▶ _Page text_:
-------------------------

Starlink made all the difference. A journalist can file stories in Toronto from home. Technological innovation is just one of the drivers behind the population forecast for PEC. It makes living here and working elsewhere a real possibility.

But to get back to the original question: How can PEC offer a retreat from dismaying global forces, while it is still participant in them, affected by them, in every possible way? Is it not wishful to think that one can have it both ways? 

It’s a question I’ve been pondering for a while now. It’s true that the country is full of eases and comforts simply unavailable in a large, crowded city. I laugh when I hear complaints of “traffic congestion” on Main Street. 

And yet it’s also difficult and heart wrenching. There’s a lack of opportunity and of resources for young people that is immediate and up close. 

Last week I was forced into watching The Gentlemen on Netflix, written by Guy Ritchie. I couldn’t find anything else, but that’s a topic for another day. 

Mr. Ritchie used to be married to Madonna. He’s the one who said she was impossible to live with, and, or because, she slept smothered in creams and wrapped in plastic. I was not expecting to find a meditation on the role of the local in the global. But what do you know.

The story concerns the supposedly enviable, extremely handsome, younger son to a Duke, of course. The first episode features the death of the patriarch and a surprise turn — our guy inherits the land and titles instead of his elder brother, who is a cocaine-addled wastrel. 

The estate is spectacular, of course, as are the production’s cinematography, cast, costumes, dialogue, and actors — all are exceptional. It’s all so glitteringly sensational, it’s like the series itself is on cocaine.

The new Duke almost immediately discovers that his inheritance — not just a house but his position in life —  is only kept going by an illegal weed growing operation that’s been underway for years in a huge underground hothouse on the estate. 

A man of principle, he is shocked to learn that his family and way of life are sustained by criminal activities. 

Front and center are how the private, local, and domestic are implicated in global capital in a way they never asked for and cannot get out of.

This to-the-moment version of Upstairs Downstairs renders what life feels like right now. We all, like the Duke, face menacing global forces —a plague, widescale environmental degradation, a rapacious, exploitative system of global capital  at once utterly beyond our control, and deeply, piercingly affecting. It has left each of us with the sense of a poisoned landscape and inheritance.

Equally, elements of life here in PEC are recognisable in this Netflix series. Unaffordable real estate. Check. Traditional, principled ways of life under threat. Check. Drugs. Check. The lure of a highly stylized, perfectly rendered, digitized life. Check. Criminal Global Capital. Check. Farming. Check. Microgreens. Check.

-------------------------

▶ _Dataset rows_:

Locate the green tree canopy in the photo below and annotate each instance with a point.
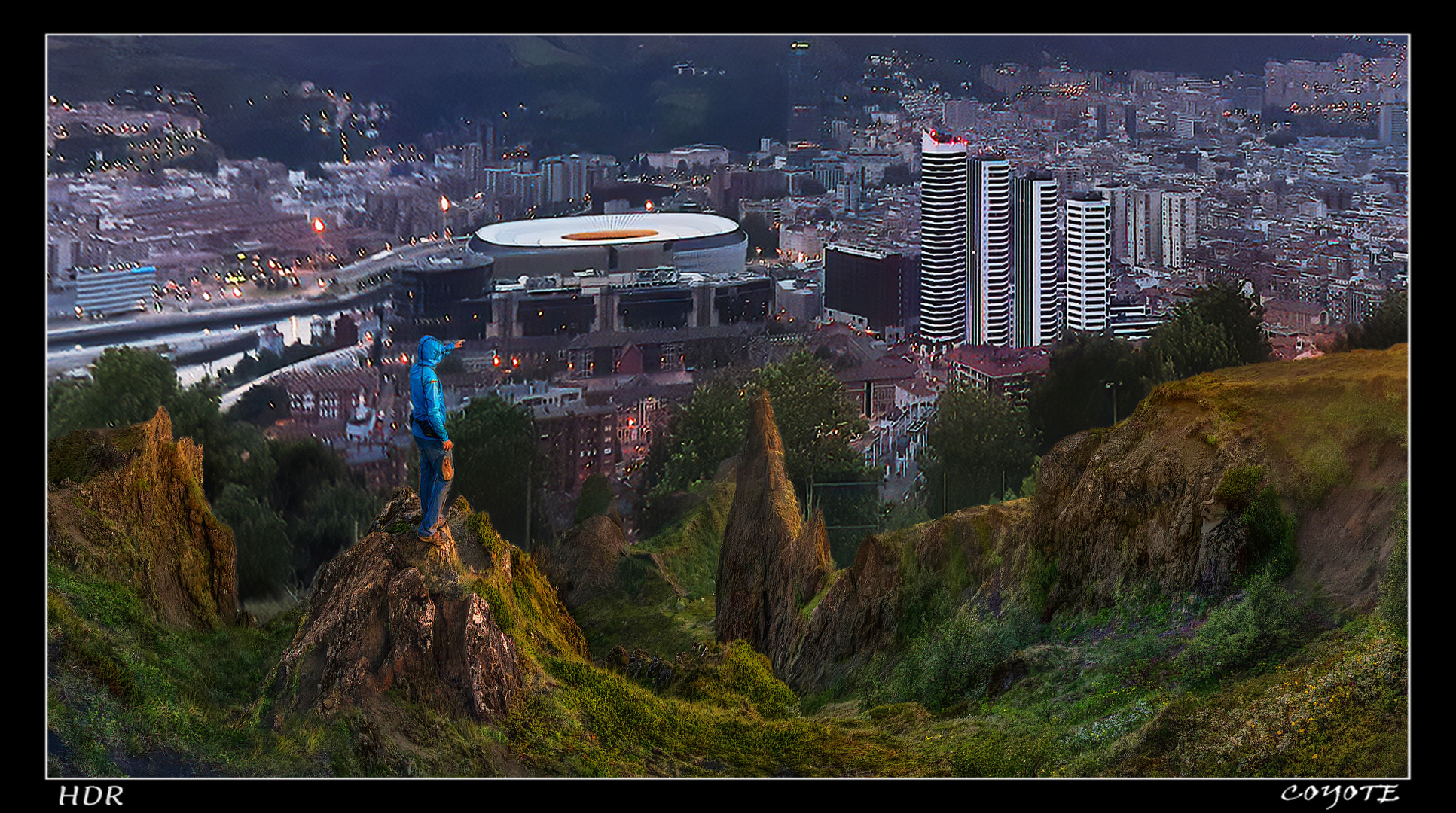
(596, 498)
(814, 416)
(978, 446)
(127, 385)
(1076, 394)
(264, 550)
(1219, 327)
(497, 463)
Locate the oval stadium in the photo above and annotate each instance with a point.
(612, 243)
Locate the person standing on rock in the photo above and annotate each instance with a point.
(429, 427)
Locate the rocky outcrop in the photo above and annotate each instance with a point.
(772, 562)
(585, 562)
(1133, 504)
(391, 613)
(127, 505)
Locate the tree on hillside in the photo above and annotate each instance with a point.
(596, 498)
(1219, 327)
(705, 431)
(497, 464)
(127, 385)
(1390, 324)
(1086, 371)
(814, 416)
(978, 446)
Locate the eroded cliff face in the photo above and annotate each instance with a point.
(772, 562)
(127, 505)
(585, 562)
(1114, 508)
(392, 613)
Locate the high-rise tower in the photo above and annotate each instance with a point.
(1180, 227)
(1036, 260)
(805, 117)
(942, 240)
(1088, 255)
(989, 307)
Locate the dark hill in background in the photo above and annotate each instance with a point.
(616, 95)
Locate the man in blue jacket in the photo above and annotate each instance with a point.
(429, 427)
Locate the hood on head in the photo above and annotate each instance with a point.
(432, 351)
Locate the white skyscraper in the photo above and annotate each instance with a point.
(944, 245)
(989, 306)
(1036, 309)
(1088, 260)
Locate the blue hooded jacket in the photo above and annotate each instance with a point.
(426, 396)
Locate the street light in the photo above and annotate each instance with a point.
(1113, 385)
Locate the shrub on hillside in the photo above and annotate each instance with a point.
(953, 661)
(1265, 624)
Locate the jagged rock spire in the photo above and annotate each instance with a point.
(772, 562)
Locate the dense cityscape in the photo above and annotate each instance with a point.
(1101, 201)
(948, 259)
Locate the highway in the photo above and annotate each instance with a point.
(153, 327)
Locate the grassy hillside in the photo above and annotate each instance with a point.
(1268, 678)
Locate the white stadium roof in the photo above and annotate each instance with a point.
(599, 230)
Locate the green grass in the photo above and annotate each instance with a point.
(124, 685)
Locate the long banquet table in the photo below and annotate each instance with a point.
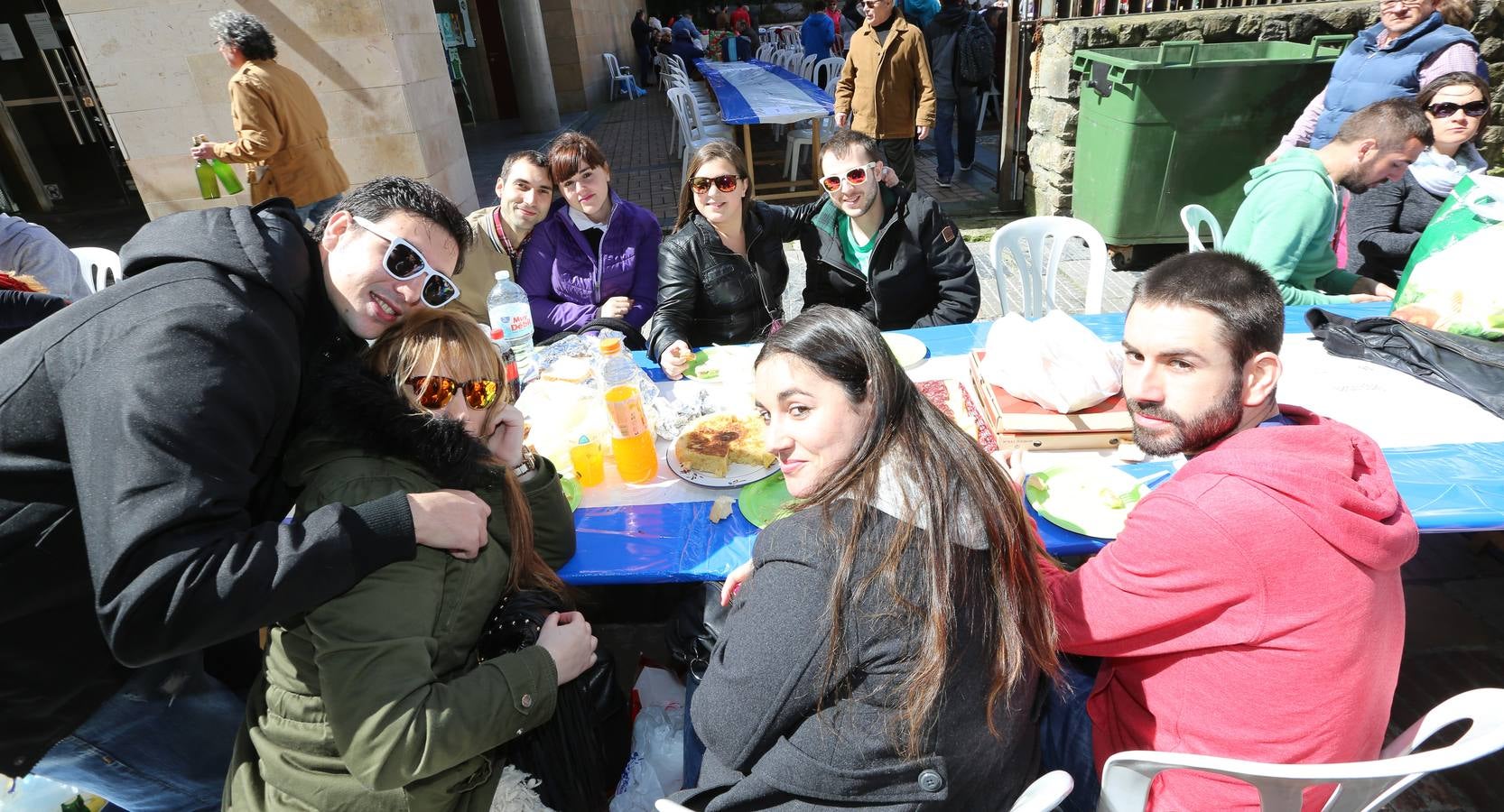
(758, 92)
(1452, 480)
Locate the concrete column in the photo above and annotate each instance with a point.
(528, 49)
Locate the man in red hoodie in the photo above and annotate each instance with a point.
(1251, 604)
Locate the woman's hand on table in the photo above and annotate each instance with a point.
(1013, 464)
(734, 581)
(675, 360)
(504, 439)
(566, 636)
(616, 307)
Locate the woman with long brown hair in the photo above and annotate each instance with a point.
(887, 645)
(375, 699)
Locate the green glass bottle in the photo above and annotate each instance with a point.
(232, 182)
(208, 184)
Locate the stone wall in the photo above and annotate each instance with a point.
(376, 67)
(1054, 88)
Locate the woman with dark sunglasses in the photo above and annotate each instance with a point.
(1384, 223)
(375, 699)
(722, 272)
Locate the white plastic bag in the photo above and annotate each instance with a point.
(656, 767)
(1054, 361)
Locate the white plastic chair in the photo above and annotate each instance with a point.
(618, 76)
(806, 67)
(99, 266)
(1045, 793)
(828, 68)
(1193, 217)
(1361, 787)
(1040, 266)
(1043, 796)
(803, 135)
(686, 119)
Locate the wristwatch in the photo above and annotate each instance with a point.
(528, 465)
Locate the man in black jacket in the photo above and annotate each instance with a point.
(891, 254)
(140, 501)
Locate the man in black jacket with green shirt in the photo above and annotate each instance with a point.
(891, 254)
(140, 498)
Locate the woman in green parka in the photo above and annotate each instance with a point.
(375, 701)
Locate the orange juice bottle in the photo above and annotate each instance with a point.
(630, 439)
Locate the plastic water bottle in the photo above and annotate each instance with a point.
(508, 311)
(630, 438)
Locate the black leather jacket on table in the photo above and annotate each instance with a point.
(711, 295)
(923, 271)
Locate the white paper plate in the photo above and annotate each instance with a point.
(907, 349)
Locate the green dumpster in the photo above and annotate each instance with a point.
(1184, 122)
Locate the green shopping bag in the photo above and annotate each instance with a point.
(1453, 280)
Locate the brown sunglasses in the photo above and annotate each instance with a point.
(435, 392)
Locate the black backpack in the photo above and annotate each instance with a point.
(973, 51)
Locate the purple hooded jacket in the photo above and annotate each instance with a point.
(566, 283)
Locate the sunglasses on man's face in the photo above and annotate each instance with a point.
(1445, 110)
(435, 392)
(856, 176)
(724, 182)
(404, 262)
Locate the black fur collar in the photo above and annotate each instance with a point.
(347, 403)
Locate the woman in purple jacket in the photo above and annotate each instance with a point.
(594, 256)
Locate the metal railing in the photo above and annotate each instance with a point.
(1023, 33)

-------------------------

▶ _Short task A_: Say whether each statement agrees with the PEC essay, answering yes or no and quoting the deciding words: (i) The Gentlemen was written by Guy Ritchie. (ii) The elder brother inherits the land and titles. (iii) The weed operation runs in an underground hothouse on the estate.
▶ _Short task B_: Transcribe the PEC essay between "This to-the-moment version" and "landscape and inheritance.", inclusive.
The records are separate material, unrelated to the PEC essay.

▶ _Problem solution A_:
(i) Yes: "The Gentlemen on Netflix, written by Guy Ritchie"
(ii) No: "our guy inherits the land and titles instead of his elder brother"
(iii) Yes: "in a huge underground hothouse on the estate"

▶ _Problem solution B_:
This to-the-moment version of Upstairs Downstairs renders what life feels like right now. We all, like the Duke, face menacing global forces —a plague, widescale environmental degradation, a rapacious, exploitative system of global capital  at once utterly beyond our control, and deeply, piercingly affecting. It has left each of us with the sense of a poisoned landscape and inheritance.